Feasting on junk info
There is a new kind of ignorance afoot in the world, one that results from overconsumption of information rather than from a lack of access to it.
It’s fashionable to blame cable television and the Internet for this new ignorance. And it’s true that if you spend much time watching cable news and surfing the Internet, you’ll come away thinking that many information providers are more interested in fanning fear and feeding people’s preconceived notions than they are at communicating truth.
But we should really blame ourselves for the content we’re seeing. Why? Because what shows up on the Internet and cable television is shaped by what we choose to click on and watch, and we’re making terrible choices.
Our news is largely provided by conglomerates focused on the bottom line, and they have figured out that shrill opinions and celebrity hype draw more eyes than facts and substance. To the handful of billion-dollar corporations providing much of our news, journalistic integrity equals market inefficiency. Fear, opinion and gossip are less expensive to manufacture and draw bigger audiences than the truth.
Seeking, processing and communicating information is something humans are hard-wired to do, and that has been no less an evolutionary advantage than opposable thumbs. Forming communities and sharing intelligence in a network have been key to human survival and evolution over eons. But our brains didn’t evolve the way they did in order to process bland facts and false conspiracies.
It’s a lot like our food diets. They too have changed in the last half-century, and for much the same reason. We are hard-wired to crave salt, sugar and fat, all of which were hard to come by in earlier eras. But in this age of plenty, at least in developed nations, industrialized food suppliers have filled supermarket aisles with delicious but unhealthful concoctions aimed at satisfying those cravings. Why? Because we buy them.
In the case of information, we’re wired to seek out and retain facts that are essential to our survival. Instead, we’re loading up on false information, and that can trigger fear instincts unnecessarily.
Here in Washington, fear born of ignorance is often on display. Not long ago, there was the guy who stood in front of the White House with a sign reading “Keep Your Government Hands Off My Medicare,” and another in front of the recently closed Walter Reed Army Medical Center whose sign read “Enlist Here to Die for Halliburton.” Neither sentiment makes much sense, but both the protesters probably believed they were highly informed.

================================

> PROMPT 1
Answer from the text on junk information:
(a) What three things does it say we are hard-wired to crave?
(b) What did the sign held in front of the White House read?
(c) What have news conglomerates found draws more eyes than facts and substance?
> PROMPT 2
Copy the part of the text on junk information that opens with the words containing "Seeking, processing and" and closes with "and false conspiracies.", word for word.

> MATERIAL PROVIDED
================================

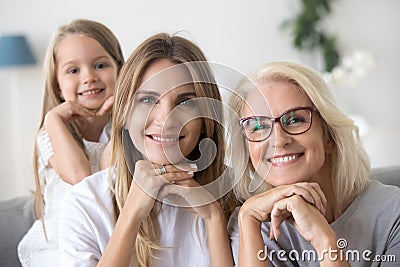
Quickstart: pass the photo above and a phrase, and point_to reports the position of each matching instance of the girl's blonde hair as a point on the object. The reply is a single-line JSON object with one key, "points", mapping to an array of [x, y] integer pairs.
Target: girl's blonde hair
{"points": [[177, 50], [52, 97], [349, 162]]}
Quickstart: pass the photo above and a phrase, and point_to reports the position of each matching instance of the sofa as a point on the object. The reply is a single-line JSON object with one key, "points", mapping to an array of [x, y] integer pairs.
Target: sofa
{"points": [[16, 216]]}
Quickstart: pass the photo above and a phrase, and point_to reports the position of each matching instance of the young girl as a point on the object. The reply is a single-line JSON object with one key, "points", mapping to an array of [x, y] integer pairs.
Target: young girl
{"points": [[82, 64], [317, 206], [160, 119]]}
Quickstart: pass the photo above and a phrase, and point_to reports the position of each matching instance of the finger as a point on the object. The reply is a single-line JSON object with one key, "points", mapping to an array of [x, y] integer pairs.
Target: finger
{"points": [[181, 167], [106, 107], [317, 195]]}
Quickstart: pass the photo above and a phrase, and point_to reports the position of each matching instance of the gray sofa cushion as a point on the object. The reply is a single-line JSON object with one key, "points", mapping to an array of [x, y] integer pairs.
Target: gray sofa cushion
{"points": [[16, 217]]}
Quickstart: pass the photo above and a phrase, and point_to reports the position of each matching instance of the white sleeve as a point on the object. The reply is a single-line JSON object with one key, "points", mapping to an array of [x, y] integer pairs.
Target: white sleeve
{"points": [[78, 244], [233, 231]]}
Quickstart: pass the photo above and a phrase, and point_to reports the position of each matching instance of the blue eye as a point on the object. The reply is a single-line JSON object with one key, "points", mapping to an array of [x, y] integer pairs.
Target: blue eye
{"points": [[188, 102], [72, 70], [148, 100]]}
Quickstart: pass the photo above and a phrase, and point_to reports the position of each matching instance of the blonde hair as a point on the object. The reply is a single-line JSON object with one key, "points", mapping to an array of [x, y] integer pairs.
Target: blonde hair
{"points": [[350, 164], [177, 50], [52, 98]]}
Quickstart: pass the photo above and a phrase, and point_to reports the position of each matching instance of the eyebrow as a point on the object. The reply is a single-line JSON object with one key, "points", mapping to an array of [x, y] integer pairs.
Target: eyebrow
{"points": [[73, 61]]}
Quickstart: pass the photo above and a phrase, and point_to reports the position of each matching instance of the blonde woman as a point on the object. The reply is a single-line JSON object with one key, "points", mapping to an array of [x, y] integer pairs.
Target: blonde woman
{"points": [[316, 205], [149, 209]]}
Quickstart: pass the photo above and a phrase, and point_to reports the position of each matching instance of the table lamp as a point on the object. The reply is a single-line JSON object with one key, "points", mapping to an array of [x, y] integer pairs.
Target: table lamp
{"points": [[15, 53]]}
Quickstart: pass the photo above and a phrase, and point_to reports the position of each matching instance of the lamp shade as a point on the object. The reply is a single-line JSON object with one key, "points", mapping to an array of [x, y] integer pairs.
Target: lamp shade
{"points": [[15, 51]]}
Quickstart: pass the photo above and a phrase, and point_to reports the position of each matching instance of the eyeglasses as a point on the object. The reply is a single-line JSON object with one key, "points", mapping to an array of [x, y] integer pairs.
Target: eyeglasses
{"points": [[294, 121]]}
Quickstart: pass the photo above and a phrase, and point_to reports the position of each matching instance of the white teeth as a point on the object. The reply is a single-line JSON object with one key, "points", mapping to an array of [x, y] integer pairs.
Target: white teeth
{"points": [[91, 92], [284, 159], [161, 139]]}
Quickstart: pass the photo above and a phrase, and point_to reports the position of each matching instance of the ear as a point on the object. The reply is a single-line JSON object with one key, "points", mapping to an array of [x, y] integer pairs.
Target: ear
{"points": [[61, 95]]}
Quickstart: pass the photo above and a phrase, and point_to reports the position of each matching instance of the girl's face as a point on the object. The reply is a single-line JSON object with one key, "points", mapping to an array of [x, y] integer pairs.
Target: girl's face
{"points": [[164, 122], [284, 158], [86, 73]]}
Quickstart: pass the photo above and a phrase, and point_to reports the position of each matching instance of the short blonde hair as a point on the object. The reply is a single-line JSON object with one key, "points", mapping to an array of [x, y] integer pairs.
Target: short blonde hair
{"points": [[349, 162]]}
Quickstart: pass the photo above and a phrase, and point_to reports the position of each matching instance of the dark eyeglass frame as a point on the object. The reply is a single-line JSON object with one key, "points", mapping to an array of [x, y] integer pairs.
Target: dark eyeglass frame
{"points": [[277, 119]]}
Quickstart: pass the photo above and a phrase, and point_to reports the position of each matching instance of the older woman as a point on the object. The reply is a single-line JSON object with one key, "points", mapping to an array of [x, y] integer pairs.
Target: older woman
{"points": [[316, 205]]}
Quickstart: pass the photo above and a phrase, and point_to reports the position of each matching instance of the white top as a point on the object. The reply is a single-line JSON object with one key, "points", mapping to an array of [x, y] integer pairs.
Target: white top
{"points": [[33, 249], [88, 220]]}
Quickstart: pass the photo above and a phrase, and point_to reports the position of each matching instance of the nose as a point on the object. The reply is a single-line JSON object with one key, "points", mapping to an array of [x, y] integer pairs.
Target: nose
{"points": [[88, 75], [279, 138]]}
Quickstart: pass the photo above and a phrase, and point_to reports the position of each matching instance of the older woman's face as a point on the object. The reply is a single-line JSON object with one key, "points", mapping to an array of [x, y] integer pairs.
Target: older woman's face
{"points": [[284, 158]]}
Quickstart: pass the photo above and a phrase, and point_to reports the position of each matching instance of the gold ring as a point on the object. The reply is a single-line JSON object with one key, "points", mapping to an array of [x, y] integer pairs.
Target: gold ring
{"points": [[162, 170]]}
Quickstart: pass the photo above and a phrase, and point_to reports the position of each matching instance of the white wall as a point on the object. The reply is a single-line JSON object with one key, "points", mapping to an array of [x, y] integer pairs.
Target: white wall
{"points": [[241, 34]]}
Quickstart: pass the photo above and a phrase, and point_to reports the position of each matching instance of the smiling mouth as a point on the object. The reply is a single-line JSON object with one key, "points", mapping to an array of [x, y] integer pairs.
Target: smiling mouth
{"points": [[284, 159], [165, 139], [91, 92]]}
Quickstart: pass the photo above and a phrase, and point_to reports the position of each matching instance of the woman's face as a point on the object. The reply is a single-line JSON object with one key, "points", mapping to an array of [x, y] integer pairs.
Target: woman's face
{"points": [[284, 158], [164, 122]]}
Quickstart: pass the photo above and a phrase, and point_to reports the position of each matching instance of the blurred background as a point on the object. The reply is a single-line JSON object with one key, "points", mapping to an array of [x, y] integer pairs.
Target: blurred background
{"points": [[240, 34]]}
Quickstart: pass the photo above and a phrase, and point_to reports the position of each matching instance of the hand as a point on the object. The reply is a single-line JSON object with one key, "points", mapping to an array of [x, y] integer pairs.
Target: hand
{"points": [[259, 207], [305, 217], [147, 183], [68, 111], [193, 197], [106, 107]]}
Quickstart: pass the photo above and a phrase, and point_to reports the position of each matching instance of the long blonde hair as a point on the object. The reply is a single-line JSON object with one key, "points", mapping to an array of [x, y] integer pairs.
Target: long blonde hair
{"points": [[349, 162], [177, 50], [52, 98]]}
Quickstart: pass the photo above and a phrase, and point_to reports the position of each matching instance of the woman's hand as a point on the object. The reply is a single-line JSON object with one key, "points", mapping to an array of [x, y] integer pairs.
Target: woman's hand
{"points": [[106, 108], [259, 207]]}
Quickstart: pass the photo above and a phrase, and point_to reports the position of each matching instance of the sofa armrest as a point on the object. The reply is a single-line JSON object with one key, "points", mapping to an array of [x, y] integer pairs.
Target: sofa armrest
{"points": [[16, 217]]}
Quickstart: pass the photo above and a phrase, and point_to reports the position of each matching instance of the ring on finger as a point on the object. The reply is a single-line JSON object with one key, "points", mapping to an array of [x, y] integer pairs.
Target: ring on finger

================================

> ANSWER SPACE 1
(a) Salt, sugar and fat.
(b) "Keep Your Government Hands Off My Medicare"
(c) Shrill opinions and celebrity hype.

> ANSWER SPACE 2
Seeking, processing and communicating information is something humans are hard-wired to do, and that has been no less an evolutionary advantage than opposable thumbs. Forming communities and sharing intelligence in a network have been key to human survival and evolution over eons. But our brains didn’t evolve the way they did in order to process bland facts and false conspiracies.